### [WHAT TO DO]
Set down all of the lines below word for word, and leave the pictures out.

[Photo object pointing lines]
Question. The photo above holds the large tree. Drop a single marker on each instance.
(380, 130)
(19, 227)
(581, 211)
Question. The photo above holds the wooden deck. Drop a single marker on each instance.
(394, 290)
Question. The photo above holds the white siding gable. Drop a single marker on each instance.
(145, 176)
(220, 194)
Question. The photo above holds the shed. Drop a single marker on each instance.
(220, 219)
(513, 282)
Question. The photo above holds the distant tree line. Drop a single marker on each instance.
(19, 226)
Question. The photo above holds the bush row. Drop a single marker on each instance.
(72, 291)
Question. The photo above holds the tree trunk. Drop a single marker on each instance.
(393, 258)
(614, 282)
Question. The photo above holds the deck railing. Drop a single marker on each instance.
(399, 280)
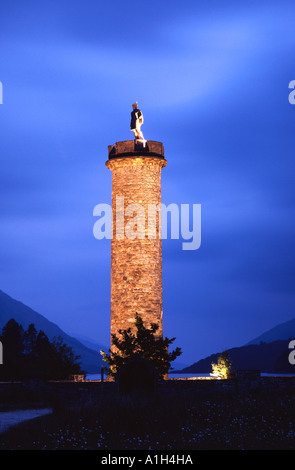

### [EXERCISE RESPONSE]
Question. The photo above holds the large tree. Drop a single marker on each instance.
(380, 130)
(19, 227)
(581, 211)
Question. The photo above holds the wooden deck. Drop a single marker on each instance.
(394, 290)
Question. The photo above holds the white siding gable. Drop a single marker on each instance.
(145, 176)
(220, 194)
Question. The photo above holds the shed. Drop a single marker on each instance.
(220, 219)
(513, 282)
Question. The photo above holds the distant tree line. Drop a single marker on each instance.
(19, 226)
Question. The photo above holds the bush row. Drop a single marker on each instance.
(72, 291)
Question. The photo above holds the tree trunk. Drop a single marker on each instance.
(393, 258)
(614, 282)
Question. The photo above holds the deck railing. Drop a single marker on each instance.
(399, 280)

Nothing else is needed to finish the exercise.